# Task instructions
Would you print the lines below exactly, beginning at the line that has "the black blazer worn" and stopping after the line that has "[(28, 175), (59, 271), (523, 50)]"? Only those lines, and no pictures.

# Provided data
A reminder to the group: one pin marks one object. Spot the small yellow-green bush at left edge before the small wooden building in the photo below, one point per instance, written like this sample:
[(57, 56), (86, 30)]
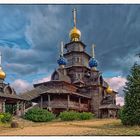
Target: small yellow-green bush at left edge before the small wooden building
[(5, 117)]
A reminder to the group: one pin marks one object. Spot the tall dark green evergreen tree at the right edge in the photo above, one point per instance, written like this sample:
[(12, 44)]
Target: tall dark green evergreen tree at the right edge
[(131, 111)]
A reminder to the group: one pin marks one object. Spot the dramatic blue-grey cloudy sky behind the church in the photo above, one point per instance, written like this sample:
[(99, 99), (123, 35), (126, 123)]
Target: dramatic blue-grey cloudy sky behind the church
[(30, 36)]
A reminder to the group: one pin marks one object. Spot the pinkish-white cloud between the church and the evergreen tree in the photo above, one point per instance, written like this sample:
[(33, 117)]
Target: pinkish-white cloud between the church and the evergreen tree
[(117, 84)]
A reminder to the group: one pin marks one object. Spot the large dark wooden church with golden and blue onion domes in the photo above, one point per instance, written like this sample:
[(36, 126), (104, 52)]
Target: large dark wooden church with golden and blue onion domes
[(77, 84)]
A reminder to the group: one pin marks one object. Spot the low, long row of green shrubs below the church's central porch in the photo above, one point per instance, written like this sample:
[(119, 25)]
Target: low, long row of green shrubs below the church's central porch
[(72, 115)]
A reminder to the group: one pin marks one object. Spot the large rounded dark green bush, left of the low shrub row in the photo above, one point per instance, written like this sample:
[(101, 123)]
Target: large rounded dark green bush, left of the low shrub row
[(39, 115)]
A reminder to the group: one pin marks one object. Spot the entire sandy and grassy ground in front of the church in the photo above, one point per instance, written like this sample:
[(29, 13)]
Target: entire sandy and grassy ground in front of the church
[(100, 127)]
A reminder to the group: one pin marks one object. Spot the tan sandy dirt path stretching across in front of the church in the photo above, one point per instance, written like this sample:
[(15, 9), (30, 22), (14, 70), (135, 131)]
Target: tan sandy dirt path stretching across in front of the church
[(56, 128)]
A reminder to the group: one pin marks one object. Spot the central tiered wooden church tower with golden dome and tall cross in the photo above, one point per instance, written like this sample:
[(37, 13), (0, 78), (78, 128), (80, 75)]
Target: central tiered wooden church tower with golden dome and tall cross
[(77, 58)]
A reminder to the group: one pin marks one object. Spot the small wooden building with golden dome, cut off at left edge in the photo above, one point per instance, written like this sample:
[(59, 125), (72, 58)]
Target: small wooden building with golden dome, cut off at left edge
[(9, 98)]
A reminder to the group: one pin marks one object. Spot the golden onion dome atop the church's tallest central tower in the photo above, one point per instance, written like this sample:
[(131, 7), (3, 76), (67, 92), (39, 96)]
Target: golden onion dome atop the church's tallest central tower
[(75, 34)]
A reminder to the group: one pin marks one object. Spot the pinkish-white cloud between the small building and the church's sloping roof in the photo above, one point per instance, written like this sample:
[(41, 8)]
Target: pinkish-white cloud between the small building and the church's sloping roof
[(21, 86)]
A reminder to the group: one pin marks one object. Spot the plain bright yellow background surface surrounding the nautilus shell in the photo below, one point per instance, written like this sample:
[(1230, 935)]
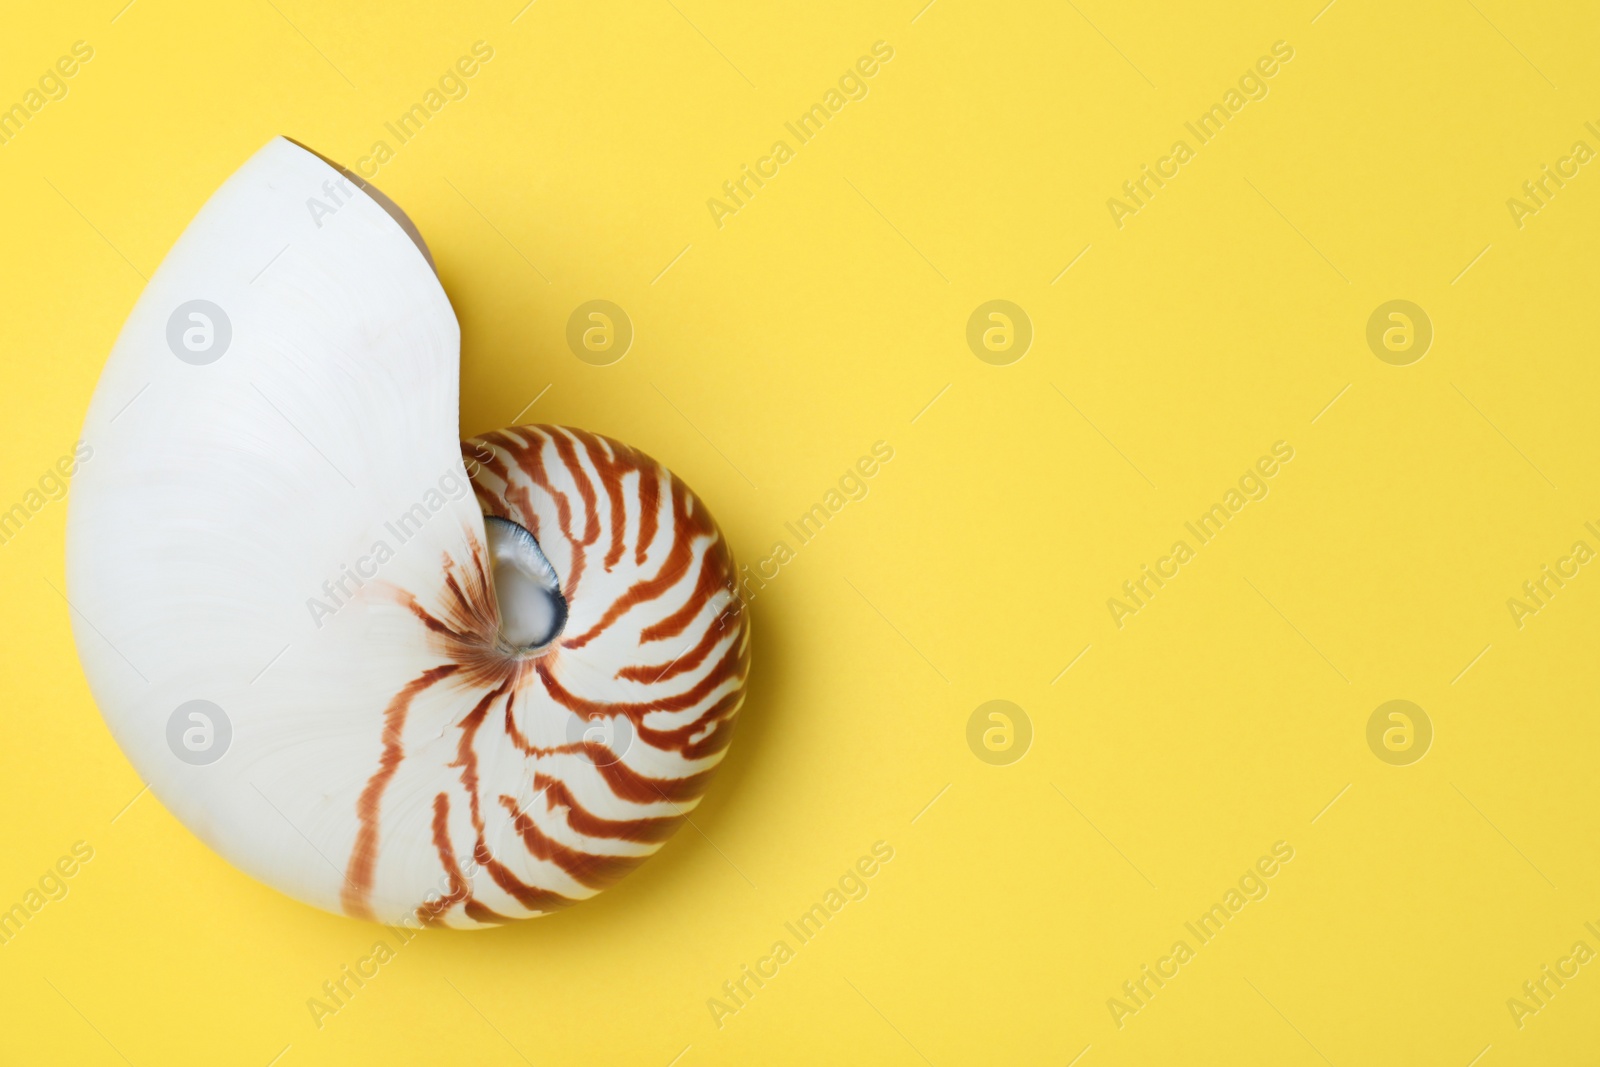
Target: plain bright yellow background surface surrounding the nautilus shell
[(825, 318)]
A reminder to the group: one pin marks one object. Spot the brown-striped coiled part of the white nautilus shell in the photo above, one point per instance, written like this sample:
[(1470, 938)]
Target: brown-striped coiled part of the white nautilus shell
[(537, 781)]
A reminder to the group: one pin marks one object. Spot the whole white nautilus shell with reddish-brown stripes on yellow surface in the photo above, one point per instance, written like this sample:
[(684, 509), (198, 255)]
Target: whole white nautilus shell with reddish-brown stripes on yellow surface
[(388, 673)]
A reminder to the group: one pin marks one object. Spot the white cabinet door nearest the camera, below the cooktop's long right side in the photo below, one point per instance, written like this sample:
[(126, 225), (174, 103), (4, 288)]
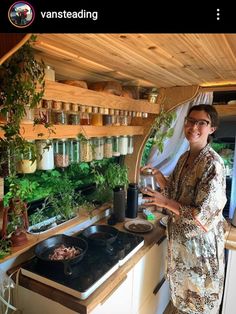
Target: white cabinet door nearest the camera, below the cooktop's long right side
[(119, 301)]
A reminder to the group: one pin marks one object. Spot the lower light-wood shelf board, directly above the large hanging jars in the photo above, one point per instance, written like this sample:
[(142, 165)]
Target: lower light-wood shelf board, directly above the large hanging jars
[(30, 132)]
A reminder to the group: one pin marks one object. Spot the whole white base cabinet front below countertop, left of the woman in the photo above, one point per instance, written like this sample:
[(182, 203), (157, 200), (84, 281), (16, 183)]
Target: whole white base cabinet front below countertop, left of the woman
[(144, 290)]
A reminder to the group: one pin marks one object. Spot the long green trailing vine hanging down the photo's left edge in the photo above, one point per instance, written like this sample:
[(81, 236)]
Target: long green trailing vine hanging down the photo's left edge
[(21, 84)]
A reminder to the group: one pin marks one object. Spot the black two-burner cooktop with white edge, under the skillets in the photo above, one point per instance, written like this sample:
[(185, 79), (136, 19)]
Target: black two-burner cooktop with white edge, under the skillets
[(97, 265)]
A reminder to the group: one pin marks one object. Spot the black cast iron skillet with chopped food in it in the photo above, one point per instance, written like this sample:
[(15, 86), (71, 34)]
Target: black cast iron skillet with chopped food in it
[(47, 247)]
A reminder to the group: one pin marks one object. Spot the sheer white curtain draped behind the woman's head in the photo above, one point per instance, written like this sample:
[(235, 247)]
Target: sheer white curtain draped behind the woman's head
[(175, 146)]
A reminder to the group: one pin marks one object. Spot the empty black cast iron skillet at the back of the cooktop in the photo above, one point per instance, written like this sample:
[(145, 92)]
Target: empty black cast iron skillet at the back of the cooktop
[(101, 235)]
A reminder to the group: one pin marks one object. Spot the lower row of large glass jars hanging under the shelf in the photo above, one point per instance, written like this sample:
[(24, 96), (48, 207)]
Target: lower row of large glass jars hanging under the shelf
[(62, 152)]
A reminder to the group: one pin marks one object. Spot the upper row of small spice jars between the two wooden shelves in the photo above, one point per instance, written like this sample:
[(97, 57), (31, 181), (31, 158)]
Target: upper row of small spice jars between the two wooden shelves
[(58, 112)]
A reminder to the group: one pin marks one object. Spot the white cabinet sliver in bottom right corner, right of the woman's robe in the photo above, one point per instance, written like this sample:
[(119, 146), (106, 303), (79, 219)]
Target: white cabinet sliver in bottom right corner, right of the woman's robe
[(230, 285)]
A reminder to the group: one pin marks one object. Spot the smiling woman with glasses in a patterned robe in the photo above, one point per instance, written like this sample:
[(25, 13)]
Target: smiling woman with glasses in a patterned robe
[(195, 196)]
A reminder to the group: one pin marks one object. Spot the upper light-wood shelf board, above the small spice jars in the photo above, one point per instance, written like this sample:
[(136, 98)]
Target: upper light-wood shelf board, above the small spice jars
[(68, 93)]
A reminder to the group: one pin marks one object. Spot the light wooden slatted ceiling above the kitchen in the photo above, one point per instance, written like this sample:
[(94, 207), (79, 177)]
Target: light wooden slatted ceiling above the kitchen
[(161, 60)]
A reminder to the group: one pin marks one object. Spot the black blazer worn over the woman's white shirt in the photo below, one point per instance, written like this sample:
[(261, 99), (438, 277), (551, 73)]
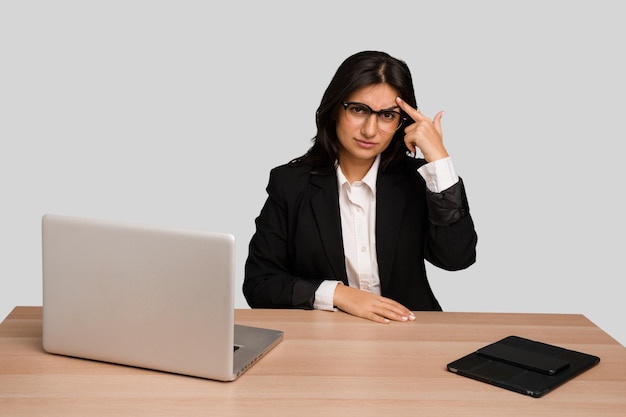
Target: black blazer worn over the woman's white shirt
[(298, 241)]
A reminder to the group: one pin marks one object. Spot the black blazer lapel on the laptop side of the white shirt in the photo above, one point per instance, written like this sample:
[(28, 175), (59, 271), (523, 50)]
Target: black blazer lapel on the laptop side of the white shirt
[(325, 206)]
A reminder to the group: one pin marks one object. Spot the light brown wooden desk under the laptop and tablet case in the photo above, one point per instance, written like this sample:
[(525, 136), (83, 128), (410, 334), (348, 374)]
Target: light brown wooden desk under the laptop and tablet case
[(329, 364)]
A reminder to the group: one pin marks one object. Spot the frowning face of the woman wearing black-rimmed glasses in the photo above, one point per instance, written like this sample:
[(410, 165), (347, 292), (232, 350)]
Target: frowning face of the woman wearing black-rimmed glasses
[(362, 138)]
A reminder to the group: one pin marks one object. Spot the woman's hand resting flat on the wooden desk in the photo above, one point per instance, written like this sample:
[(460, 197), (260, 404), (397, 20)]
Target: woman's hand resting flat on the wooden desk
[(370, 306)]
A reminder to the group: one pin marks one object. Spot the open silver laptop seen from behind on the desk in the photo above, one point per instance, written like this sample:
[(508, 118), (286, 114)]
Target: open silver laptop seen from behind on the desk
[(150, 297)]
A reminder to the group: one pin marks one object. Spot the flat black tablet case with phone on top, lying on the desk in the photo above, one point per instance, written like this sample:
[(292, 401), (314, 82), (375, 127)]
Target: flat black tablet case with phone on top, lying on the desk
[(522, 365)]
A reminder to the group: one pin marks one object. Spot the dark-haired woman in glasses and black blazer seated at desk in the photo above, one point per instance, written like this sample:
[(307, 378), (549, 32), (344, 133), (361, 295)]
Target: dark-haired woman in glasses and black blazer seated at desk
[(349, 224)]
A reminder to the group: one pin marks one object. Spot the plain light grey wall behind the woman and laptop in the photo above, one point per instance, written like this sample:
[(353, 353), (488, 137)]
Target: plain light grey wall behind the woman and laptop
[(173, 112)]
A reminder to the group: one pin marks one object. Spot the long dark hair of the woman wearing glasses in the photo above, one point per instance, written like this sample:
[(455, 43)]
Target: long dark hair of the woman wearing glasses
[(357, 71)]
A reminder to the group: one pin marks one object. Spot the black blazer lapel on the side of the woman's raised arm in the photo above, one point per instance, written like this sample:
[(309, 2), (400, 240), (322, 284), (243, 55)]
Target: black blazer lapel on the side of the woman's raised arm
[(390, 202)]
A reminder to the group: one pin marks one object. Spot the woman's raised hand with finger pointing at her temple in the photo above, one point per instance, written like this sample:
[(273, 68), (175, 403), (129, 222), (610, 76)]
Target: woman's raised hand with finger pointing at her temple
[(424, 134)]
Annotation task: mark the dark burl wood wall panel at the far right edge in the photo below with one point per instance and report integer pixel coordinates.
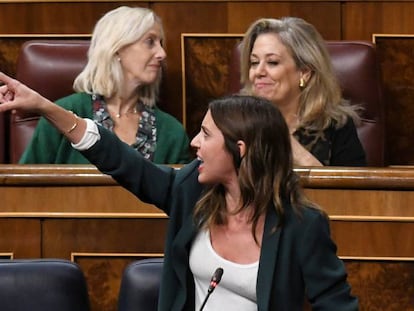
(396, 54)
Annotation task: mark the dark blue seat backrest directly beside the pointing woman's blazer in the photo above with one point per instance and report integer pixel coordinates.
(140, 285)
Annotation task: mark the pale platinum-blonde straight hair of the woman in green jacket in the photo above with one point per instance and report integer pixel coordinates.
(116, 29)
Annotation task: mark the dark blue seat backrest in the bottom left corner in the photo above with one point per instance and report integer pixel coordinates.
(42, 285)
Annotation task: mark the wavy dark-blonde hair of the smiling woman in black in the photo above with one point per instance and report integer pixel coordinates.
(321, 100)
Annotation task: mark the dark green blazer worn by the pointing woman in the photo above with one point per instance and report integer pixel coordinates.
(296, 261)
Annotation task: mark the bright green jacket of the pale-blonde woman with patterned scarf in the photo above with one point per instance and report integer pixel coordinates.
(49, 146)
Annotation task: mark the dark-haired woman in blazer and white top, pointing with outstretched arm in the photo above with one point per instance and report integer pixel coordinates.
(238, 206)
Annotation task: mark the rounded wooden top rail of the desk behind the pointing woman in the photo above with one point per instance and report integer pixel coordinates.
(311, 177)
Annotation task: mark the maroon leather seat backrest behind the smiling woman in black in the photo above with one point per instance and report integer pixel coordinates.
(358, 71)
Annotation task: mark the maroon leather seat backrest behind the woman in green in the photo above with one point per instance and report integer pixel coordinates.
(49, 67)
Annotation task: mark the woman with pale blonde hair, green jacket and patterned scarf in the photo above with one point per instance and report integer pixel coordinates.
(118, 89)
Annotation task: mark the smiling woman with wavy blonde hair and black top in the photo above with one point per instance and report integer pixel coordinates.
(286, 61)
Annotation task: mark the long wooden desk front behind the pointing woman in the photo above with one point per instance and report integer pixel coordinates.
(75, 212)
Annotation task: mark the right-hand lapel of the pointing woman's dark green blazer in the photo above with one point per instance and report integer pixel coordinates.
(268, 258)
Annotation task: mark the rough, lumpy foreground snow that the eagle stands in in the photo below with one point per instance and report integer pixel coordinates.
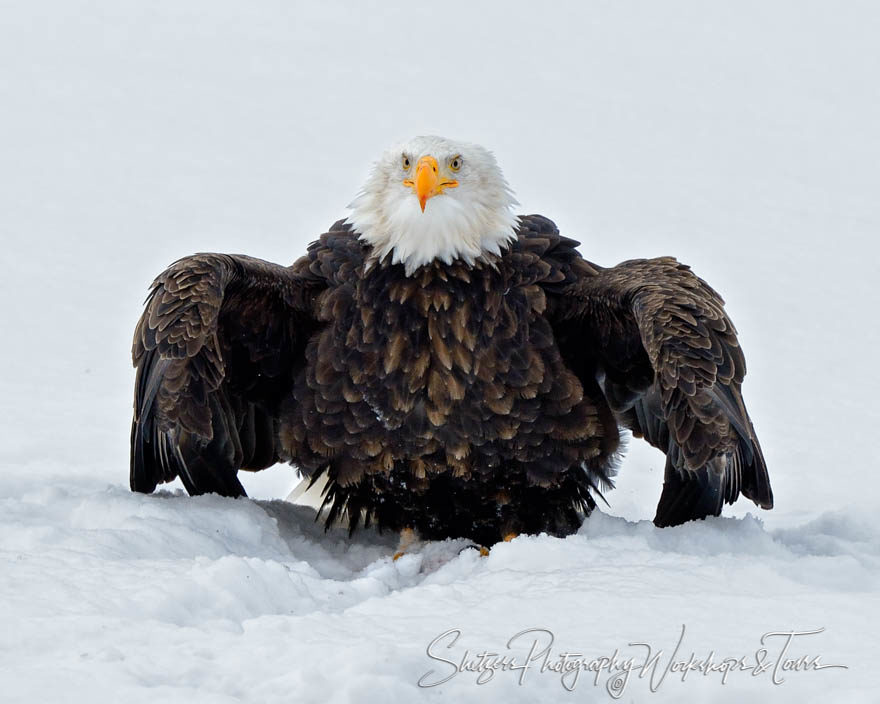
(215, 599)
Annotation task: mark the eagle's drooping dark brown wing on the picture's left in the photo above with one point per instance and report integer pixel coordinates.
(216, 349)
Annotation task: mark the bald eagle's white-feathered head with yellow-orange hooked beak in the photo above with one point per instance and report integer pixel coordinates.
(435, 199)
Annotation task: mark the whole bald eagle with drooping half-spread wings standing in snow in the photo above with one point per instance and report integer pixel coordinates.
(447, 367)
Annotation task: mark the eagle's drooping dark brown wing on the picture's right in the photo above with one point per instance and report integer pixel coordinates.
(667, 358)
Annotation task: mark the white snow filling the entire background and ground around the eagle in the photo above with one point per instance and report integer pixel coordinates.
(743, 139)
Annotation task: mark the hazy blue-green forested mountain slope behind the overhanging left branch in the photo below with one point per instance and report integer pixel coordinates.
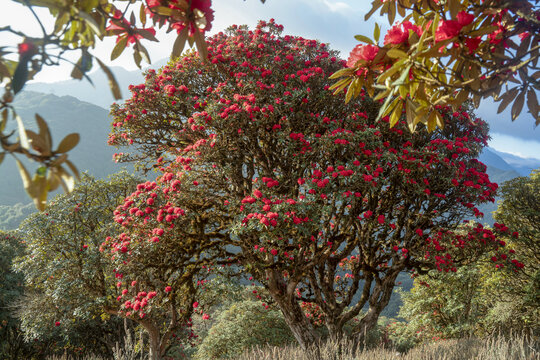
(64, 115)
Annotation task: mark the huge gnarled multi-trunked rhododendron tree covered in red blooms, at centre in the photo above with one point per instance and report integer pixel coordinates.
(258, 158)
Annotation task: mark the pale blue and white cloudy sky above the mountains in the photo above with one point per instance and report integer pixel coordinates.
(333, 22)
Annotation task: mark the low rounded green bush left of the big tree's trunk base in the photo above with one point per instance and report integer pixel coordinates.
(241, 326)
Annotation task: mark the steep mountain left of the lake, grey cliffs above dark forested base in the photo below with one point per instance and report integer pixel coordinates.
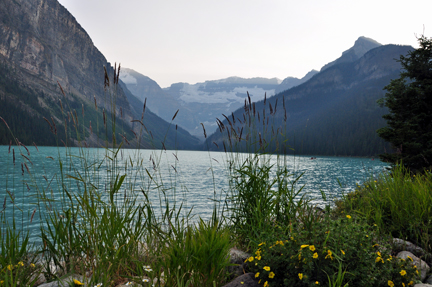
(52, 72)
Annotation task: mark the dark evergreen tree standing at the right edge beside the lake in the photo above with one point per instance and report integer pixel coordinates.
(409, 99)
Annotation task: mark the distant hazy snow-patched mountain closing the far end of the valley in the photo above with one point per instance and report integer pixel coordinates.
(197, 103)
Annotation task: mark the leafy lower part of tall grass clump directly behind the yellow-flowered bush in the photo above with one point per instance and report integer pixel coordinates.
(259, 198)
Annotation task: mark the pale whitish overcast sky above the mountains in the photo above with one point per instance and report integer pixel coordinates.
(193, 41)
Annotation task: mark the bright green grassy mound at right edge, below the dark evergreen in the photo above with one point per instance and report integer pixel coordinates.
(400, 204)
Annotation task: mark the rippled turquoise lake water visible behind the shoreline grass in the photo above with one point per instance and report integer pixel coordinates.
(195, 178)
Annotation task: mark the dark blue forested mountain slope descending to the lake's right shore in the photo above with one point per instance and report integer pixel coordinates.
(334, 113)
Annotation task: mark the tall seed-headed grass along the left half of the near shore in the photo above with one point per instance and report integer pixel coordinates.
(96, 217)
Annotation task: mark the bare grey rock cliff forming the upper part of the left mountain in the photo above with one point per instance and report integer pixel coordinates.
(46, 45)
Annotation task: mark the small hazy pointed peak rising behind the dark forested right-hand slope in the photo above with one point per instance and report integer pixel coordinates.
(361, 46)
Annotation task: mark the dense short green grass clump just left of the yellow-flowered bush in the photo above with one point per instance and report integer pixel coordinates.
(197, 255)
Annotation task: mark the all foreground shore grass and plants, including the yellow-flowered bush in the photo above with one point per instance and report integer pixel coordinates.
(98, 218)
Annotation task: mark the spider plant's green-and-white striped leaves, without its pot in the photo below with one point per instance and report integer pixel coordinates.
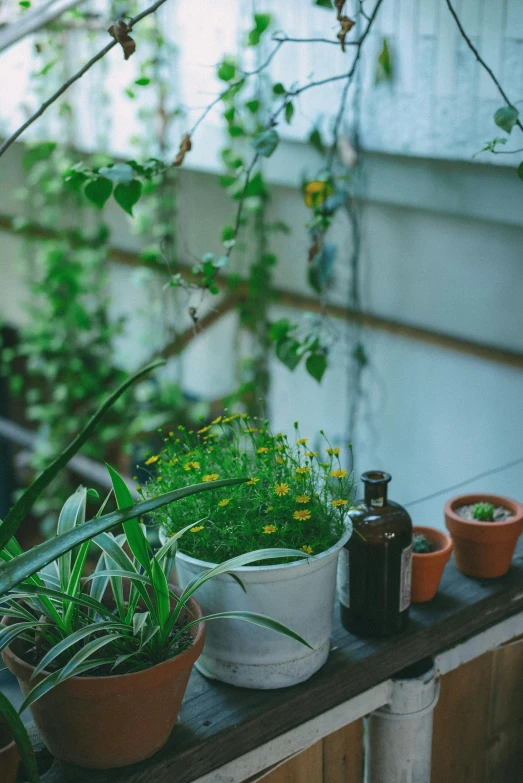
(76, 631)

# Written solution
A reminder to the group: one pin marks one object. Spot the black blazer worn over the woman's white shirt in the photo below, one point per instance, written like this sample:
[(261, 99), (438, 277), (551, 73)]
Target: black blazer worn over the woman's white shirt
[(298, 241)]
A reminder to the group: one pin marks one object. Spot the black blazer lapel on the laptop side of the white shirt in the photo above, one point per instance, written like this sample:
[(28, 175), (59, 271), (523, 50)]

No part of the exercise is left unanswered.